>> BEGIN The input

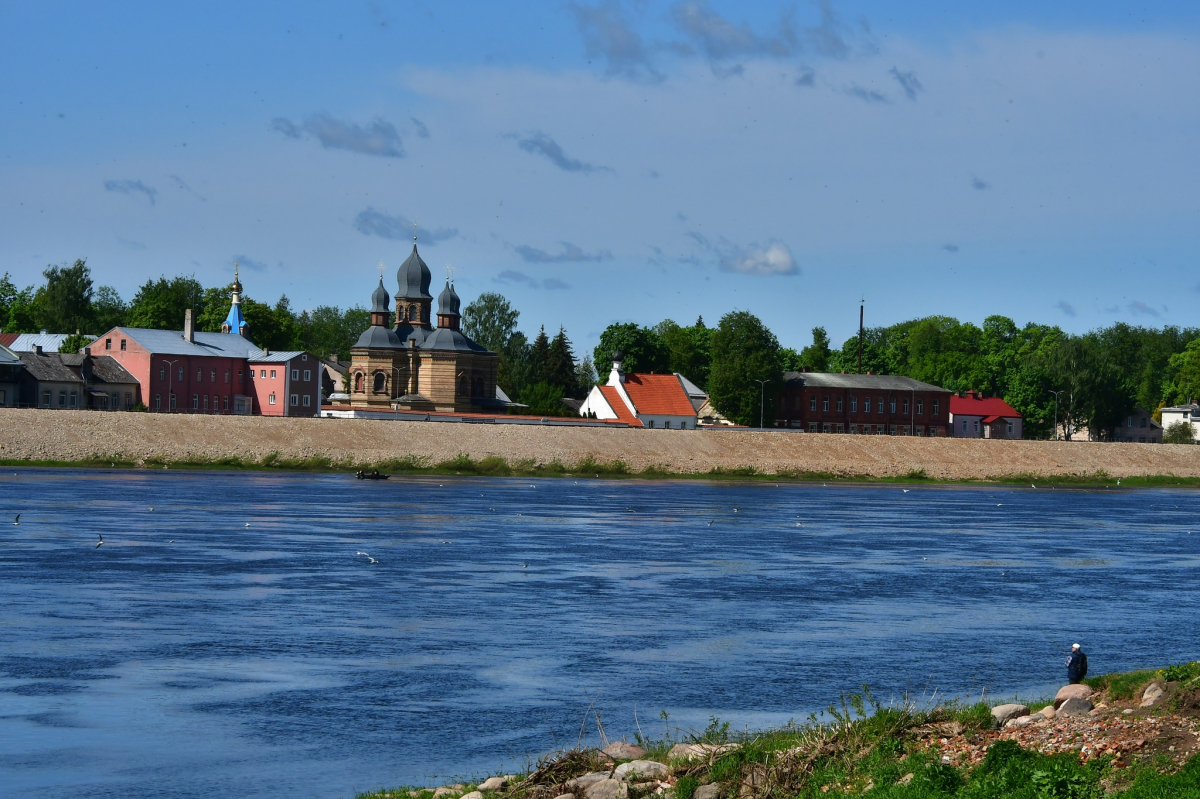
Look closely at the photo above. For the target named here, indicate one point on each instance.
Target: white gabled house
(642, 400)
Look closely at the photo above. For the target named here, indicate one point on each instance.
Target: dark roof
(103, 368)
(413, 278)
(445, 338)
(378, 337)
(862, 382)
(49, 367)
(379, 299)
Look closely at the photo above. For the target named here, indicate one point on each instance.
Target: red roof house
(641, 400)
(972, 415)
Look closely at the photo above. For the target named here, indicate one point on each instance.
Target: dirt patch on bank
(81, 436)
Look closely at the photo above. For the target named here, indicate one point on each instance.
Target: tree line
(1096, 378)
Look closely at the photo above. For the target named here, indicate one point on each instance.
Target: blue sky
(619, 161)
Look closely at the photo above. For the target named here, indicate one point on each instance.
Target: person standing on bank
(1077, 665)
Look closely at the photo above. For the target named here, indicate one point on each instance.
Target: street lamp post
(762, 400)
(1056, 412)
(171, 380)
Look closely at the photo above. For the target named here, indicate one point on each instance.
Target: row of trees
(1097, 377)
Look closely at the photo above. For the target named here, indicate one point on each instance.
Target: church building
(403, 361)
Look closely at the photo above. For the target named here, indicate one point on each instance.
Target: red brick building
(869, 404)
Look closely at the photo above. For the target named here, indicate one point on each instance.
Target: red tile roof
(972, 404)
(659, 395)
(619, 406)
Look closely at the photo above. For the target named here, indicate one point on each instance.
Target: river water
(226, 640)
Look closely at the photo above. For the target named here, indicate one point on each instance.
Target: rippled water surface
(226, 640)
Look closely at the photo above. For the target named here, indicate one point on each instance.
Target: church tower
(234, 322)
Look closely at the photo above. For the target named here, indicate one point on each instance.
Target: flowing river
(227, 640)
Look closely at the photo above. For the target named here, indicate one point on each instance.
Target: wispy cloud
(569, 254)
(539, 143)
(399, 227)
(907, 82)
(520, 278)
(132, 187)
(1140, 308)
(252, 264)
(867, 95)
(376, 138)
(178, 182)
(609, 35)
(773, 259)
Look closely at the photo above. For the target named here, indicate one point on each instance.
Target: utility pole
(861, 304)
(1056, 412)
(762, 400)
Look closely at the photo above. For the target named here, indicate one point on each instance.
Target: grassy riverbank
(498, 467)
(862, 748)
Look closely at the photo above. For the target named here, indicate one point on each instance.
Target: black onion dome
(413, 278)
(379, 299)
(448, 301)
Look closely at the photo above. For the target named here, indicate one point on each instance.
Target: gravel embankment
(77, 436)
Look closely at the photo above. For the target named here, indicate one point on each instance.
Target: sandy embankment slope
(76, 436)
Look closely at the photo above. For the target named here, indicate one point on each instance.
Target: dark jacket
(1077, 666)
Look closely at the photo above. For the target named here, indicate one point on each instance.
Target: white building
(642, 400)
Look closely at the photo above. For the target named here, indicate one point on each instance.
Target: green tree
(108, 310)
(65, 300)
(689, 349)
(641, 348)
(816, 355)
(76, 342)
(744, 352)
(162, 304)
(490, 320)
(1181, 432)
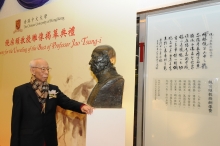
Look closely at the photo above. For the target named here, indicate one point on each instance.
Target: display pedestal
(106, 127)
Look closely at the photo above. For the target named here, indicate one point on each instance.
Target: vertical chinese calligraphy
(188, 52)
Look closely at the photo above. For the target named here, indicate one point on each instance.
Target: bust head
(103, 57)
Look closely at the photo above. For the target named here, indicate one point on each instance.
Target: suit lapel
(33, 95)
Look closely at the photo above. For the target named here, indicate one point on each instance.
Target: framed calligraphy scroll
(182, 72)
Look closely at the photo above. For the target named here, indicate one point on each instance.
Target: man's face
(97, 62)
(41, 70)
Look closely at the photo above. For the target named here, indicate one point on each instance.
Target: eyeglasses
(43, 69)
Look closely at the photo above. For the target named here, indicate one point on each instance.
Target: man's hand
(87, 109)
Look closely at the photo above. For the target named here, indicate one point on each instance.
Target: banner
(66, 37)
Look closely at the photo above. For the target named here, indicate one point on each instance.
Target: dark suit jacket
(30, 127)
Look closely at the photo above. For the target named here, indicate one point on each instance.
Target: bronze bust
(108, 92)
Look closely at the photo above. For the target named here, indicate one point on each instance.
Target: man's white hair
(34, 62)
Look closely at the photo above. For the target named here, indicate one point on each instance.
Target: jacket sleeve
(67, 103)
(15, 119)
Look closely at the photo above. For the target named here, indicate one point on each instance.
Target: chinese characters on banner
(184, 52)
(188, 95)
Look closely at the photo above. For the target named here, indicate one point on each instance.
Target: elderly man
(34, 106)
(108, 92)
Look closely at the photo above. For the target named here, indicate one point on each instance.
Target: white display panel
(106, 127)
(182, 78)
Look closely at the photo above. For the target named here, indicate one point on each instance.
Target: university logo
(18, 26)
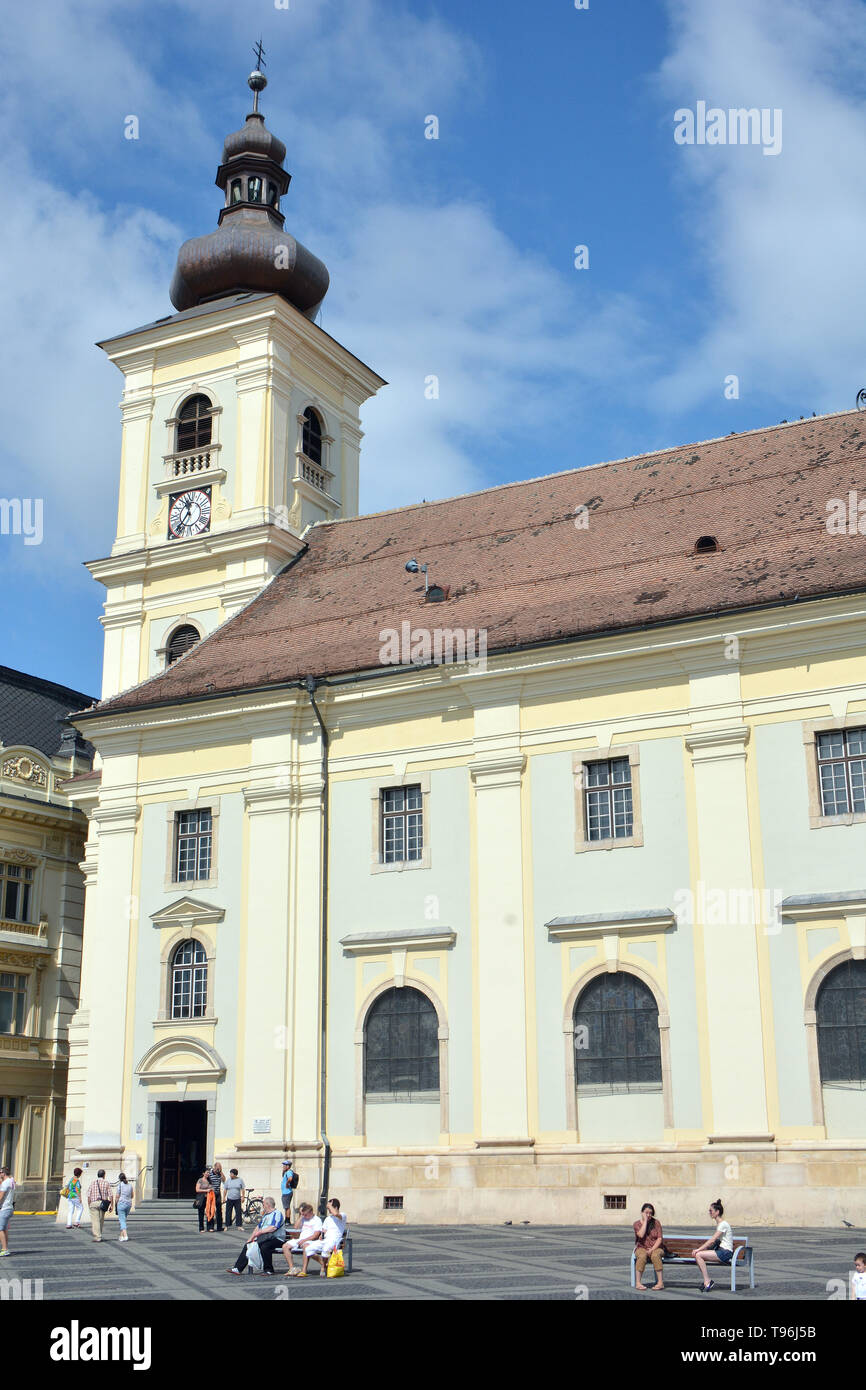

>> END The input

What this task involves:
Pull out every line of the items above that contains the word "chinese".

Completed exercise:
Target: vertical chinese calligraphy
Target: chinese characters on banner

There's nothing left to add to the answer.